■ TASK BRIEF ■
Where does the string "with" appear in the records? Copy every line that contains it.

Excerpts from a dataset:
^^^^

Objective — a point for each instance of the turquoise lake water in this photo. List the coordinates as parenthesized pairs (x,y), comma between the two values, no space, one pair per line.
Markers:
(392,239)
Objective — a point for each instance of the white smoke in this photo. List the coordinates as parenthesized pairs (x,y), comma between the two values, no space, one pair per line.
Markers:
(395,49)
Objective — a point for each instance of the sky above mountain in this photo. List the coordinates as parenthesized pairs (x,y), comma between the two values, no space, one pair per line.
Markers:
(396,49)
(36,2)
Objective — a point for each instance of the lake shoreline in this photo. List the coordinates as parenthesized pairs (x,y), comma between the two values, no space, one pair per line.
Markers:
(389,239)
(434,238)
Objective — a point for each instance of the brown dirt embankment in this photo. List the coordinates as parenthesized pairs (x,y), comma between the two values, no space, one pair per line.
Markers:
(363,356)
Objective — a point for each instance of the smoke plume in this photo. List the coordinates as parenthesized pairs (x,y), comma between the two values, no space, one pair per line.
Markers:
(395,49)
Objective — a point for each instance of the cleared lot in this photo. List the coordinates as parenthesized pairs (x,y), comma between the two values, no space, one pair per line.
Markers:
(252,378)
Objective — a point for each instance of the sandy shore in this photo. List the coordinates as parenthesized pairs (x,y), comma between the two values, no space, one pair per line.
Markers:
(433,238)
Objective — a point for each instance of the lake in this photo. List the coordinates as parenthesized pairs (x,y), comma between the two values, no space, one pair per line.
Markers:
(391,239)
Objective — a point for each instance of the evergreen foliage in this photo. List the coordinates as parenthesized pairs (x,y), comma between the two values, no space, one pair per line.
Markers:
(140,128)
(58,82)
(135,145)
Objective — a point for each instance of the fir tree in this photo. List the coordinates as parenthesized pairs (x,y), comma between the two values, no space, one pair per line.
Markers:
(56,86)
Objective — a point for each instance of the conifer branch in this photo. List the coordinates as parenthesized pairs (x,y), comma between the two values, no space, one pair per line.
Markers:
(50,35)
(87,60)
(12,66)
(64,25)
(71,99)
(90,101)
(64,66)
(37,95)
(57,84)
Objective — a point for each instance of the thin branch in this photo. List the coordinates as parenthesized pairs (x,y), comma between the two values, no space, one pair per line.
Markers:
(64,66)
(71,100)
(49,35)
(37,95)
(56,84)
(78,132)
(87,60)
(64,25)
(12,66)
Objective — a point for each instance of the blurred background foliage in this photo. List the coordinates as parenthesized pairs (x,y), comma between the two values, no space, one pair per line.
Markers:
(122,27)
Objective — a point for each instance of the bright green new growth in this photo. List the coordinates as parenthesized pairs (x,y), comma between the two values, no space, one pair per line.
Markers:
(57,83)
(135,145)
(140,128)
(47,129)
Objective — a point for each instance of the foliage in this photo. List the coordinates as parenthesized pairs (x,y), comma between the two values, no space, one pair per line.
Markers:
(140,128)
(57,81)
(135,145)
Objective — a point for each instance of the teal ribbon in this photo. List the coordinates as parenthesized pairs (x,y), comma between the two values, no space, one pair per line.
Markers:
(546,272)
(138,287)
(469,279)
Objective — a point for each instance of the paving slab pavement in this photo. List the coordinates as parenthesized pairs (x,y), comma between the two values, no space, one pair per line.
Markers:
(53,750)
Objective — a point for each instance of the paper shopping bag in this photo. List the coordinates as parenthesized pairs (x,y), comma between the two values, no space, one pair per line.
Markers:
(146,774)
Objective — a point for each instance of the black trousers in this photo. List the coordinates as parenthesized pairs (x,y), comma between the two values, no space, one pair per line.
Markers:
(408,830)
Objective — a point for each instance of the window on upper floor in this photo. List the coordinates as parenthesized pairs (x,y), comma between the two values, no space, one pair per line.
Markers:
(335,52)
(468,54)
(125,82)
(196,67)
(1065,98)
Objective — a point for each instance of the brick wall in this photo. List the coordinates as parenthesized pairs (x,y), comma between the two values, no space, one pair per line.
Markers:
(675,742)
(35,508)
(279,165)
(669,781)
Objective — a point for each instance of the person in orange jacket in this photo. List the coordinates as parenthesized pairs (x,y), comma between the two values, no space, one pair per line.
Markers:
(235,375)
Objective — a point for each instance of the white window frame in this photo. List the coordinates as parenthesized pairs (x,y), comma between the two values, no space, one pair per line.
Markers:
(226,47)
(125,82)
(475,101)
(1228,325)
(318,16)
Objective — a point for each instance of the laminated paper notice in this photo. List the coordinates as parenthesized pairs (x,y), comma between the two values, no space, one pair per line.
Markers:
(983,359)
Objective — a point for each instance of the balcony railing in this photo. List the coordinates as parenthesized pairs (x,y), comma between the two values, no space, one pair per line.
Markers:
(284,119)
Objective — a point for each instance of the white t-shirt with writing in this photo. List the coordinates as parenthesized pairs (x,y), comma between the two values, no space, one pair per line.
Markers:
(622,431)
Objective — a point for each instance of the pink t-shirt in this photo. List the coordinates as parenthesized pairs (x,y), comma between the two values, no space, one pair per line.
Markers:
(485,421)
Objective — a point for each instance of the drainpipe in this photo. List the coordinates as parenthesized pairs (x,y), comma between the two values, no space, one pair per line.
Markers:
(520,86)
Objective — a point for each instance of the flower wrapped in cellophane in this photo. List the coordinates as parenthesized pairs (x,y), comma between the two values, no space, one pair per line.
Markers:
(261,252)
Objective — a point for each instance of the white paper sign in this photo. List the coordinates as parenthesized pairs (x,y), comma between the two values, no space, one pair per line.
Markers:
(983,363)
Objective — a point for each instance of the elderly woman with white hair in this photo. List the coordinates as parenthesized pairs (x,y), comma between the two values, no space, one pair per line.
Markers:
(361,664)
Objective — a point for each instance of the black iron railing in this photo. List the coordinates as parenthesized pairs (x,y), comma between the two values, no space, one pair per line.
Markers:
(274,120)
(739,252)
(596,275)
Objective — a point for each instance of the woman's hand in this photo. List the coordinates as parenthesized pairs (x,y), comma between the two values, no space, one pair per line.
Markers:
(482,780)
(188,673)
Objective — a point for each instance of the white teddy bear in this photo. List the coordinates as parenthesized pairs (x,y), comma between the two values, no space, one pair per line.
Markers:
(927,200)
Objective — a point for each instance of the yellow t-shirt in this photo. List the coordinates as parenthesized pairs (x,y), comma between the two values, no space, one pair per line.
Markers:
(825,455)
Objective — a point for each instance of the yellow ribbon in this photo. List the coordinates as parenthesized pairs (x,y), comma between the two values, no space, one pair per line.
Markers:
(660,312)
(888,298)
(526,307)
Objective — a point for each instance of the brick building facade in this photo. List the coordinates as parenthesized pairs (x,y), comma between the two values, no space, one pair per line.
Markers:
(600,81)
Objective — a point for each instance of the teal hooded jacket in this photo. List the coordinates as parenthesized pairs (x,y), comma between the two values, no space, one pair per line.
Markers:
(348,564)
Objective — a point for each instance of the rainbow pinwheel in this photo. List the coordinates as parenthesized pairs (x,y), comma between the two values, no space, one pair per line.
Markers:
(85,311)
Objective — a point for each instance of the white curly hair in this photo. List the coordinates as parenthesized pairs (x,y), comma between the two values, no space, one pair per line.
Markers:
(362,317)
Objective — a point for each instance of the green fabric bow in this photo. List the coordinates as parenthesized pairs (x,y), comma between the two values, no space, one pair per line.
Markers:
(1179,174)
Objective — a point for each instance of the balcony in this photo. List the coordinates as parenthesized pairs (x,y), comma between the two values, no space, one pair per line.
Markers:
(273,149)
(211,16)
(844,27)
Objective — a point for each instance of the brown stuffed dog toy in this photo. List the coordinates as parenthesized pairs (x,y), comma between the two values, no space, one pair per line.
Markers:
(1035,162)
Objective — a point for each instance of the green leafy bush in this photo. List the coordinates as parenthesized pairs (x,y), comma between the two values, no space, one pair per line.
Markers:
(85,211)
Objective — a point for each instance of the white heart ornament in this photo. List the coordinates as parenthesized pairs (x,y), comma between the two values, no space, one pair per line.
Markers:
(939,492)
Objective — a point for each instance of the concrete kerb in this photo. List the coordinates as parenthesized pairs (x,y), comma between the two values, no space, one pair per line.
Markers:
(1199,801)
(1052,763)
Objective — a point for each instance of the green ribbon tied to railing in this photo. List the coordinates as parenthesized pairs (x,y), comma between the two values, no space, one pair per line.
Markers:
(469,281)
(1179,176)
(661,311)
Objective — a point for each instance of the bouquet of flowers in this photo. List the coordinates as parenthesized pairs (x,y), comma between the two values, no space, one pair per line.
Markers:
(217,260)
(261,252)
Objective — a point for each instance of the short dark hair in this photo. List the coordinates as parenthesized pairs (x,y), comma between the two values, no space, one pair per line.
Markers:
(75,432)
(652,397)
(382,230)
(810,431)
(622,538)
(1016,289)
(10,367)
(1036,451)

^^^^

■ SOLUTION TO THIS TASK ■
Objective — a point for each instance of the white t-shirt with writing in this photo. List the coordinates as parenthesized pairs (x,y), comma between the two values, no space, one pair per line.
Objective — a point for each instance of the elderly woman with white hair in this photo. List the coordinates as parenthesized pairs (x,y), comma between the two values, no space, one pair per line.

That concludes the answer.